**Dataset records:**

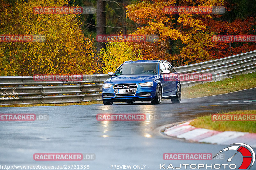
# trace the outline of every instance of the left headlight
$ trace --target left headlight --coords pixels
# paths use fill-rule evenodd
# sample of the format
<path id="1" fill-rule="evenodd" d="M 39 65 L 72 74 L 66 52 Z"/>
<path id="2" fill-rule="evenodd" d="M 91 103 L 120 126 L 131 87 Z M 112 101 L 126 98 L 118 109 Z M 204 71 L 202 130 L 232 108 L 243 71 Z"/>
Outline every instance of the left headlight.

**Do this:**
Repeat every line of the listing above word for word, leaving out the picture.

**Exercise response:**
# trace the outline of every instance of the left headlight
$ trace --target left headlight --coords pixels
# paths use fill-rule evenodd
# sample of the format
<path id="1" fill-rule="evenodd" d="M 39 65 L 72 74 L 66 52 Z"/>
<path id="2" fill-rule="evenodd" d="M 91 103 L 120 126 L 131 87 Z M 112 101 L 126 98 L 118 109 Z M 204 71 L 202 130 L 232 108 L 243 71 Z"/>
Outline every instance of the left headlight.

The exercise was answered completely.